* _WRITTEN INSTRUCTION A_:
In the membrane abstract below, translate this sentence into Spanish: "The hydrogen separation of the NH2-POSS-capped p-PBI system required a relatively small amount of energy, and the system exhibited a good dynamic response."
========================================================================
Abstract We investigated the effects of hydrogen separation using high-temperature anhydrous proton-exchange membrane fuel-cell technology. Various acid-doped para-polybenzimidazole (p-PBI)-chain end-tethered amine-polyhedral oligomeric silsesquioxane (NH2-POSS) membranes were prepared via a unique sol-gel transition method termed as the poly(phosphoric acid) process. The resulting NH2-POSS-capped p-PBI membranes exhibited a higher phosphoric acid-doping level (128–223.5%) and proton conductivity (0.23–0.29 S cm−1 at 160 °C and 0% relative humidity) than the parent p-PBI membrane. The chemical chain end-termination of p-PBI with cage-like NH2-POSS significantly enhanced the electrochemical H2/CO2 and H2/CO separation at 160 °C. The hydrogen separation of the NH2-POSS-capped p-PBI system required a relatively small amount of energy, and the system exhibited a good dynamic response. The favorable interfacial interaction between the NH2-POSS and the p-PBI host, high thermomechanical stability, and good fuel-cell and hydrogen-separation performance at high temperatures up to 160 °C indicate the applicability of the NH2-POSS-capped p-PBI membranes to electrochemical power generation and hydrogen pumps for practical industrial applications in harsh and extreme environments.
========================================================================
* _WRITTEN INSTRUCTION B_:
Write out the records again word for word, from the line with "target | patch of dirt" through the end of the records, and leave the pictures out of your answer.

* _THE INPUT_:
========================================================================
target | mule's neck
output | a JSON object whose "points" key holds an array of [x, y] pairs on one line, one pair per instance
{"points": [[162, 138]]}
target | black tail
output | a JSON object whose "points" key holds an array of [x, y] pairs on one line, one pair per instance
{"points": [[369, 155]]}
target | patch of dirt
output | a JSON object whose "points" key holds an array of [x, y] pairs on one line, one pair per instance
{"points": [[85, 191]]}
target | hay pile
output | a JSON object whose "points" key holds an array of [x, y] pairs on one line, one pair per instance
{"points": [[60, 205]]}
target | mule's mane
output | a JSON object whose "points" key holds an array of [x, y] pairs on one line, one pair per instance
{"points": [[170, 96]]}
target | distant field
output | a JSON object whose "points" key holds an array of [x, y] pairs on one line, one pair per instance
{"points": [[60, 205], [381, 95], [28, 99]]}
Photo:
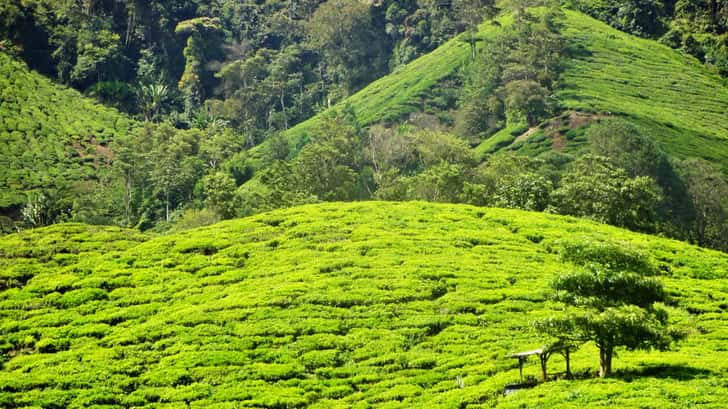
========================================================================
* _OUTPUT A_:
La separación de hidrógeno del sistema de p-PBI terminado con NH2-POSS requirió una cantidad de energía relativamente pequeña, y el sistema mostró una buena respuesta dinámica.

* _OUTPUT B_:
target | patch of dirt
output | a JSON object whose "points" key holds an array of [x, y] pairs on one line, one pair per instance
{"points": [[85, 191]]}
target | hay pile
output | a JSON object whose "points" key holds an array of [x, y] pairs on one line, one pair per instance
{"points": [[60, 205]]}
target | mule's mane
output | a JSON object whose "points" key holds an array of [x, y] pairs on one line, one pair per instance
{"points": [[170, 96]]}
target | distant field
output | a JSON object whose "points" key holds an array of [x, y] pairs on one line, one pair per instance
{"points": [[60, 205], [381, 95], [28, 99]]}
Photo:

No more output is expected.